Depuis que la Lituanie a limité le transit ferroviaire de certaines marchandises vers l’enclave russe de Kaliningrad, de nombreux internautes affirment que cet acte revient à imposer à Moscou un “blocus illégal” le privant d’accès à une partie de son territoire. Plusieurs experts font toutefois valoir que ces sanctions européennes portent sur une catégorie limitée de biens et n’empêchent ainsi pas la Russie de continuer à acheminer certaines marchandises vers son enclave, notamment via ses deux ports. Ils pointent en outre que la décision de la Lituanie est conforme au droit de l’UE –dont le pays est membre– même si elle contrevient à un accord conclu en 1993 avec la Russie à propos de Kaliningrad.
C’est un petit morceau de territoire russe qui pourrait se transformer en poudrière en plein conflit russo-ukrainien. L’enclave de Kaliningrad, située sur la mer Baltique, à mille kilomètres de Moscou, est un avant-poste militaire russe en Europe hautement stratégique pour Moscou.
Or la Lituanie, membre à la fois de l’Otan et de l’Union européenne, a mis en oeuvre mi-juin des restrictions décidées par l’UE à la suite de l’invasion russe en Ukraine. Ces sanctions visent à limiter le transit ferroviaire de certaines marchandises allant du territoire russe vers la région de Kaliningrad.
Parmi les produits interdits de transiter vers Kaliningrad figurent notamment des métaux et les engrais. Le charbon et le pétrole doivent être ultérieurement visés.
◆ ◆ ◆
Consignes ::
a) D'après le texte sur Kaliningrad, en quelle année la Lituanie a-t-elle conclu un accord avec la Russie à propos de Kaliningrad ?
b) Reproduisez le passage du texte sur Kaliningrad qui va de « Or la Lituanie, membre » jusqu'à « être ultérieurement visés. ».

Section des données ::
◆ ◆ ◆
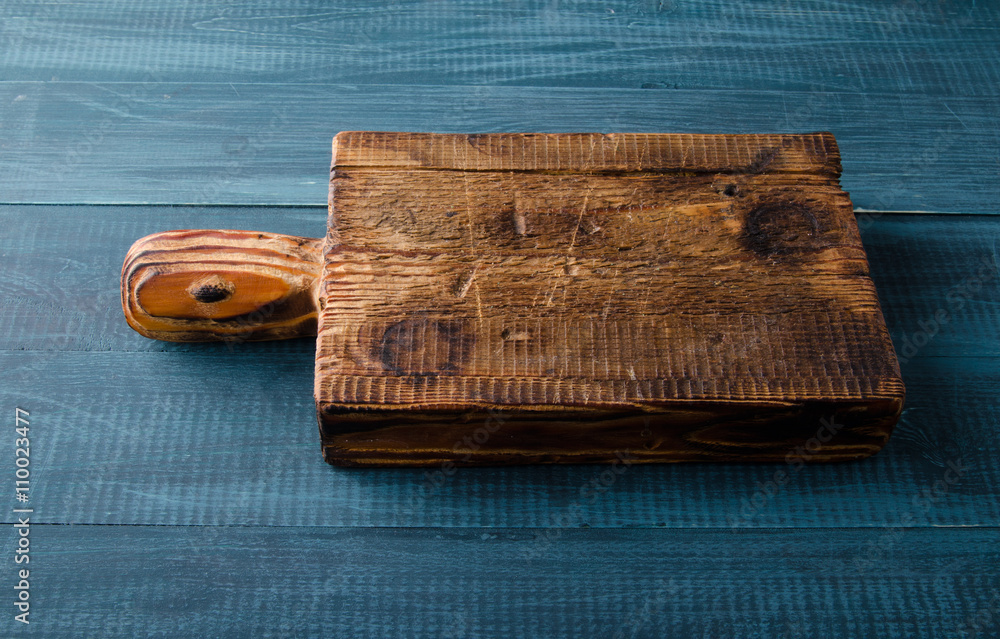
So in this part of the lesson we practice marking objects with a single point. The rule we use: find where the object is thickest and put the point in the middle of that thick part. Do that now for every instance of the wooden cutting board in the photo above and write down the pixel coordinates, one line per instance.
(521, 298)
◆ ◆ ◆
Réponses par consigne ::
a) En 1993.

b)
Or la Lituanie, membre à la fois de l’Otan et de l’Union européenne, a mis en oeuvre mi-juin des restrictions décidées par l’UE à la suite de l’invasion russe en Ukraine. Ces sanctions visent à limiter le transit ferroviaire de certaines marchandises allant du territoire russe vers la région de Kaliningrad.
Parmi les produits interdits de transiter vers Kaliningrad figurent notamment des métaux et les engrais. Le charbon et le pétrole doivent être ultérieurement visés.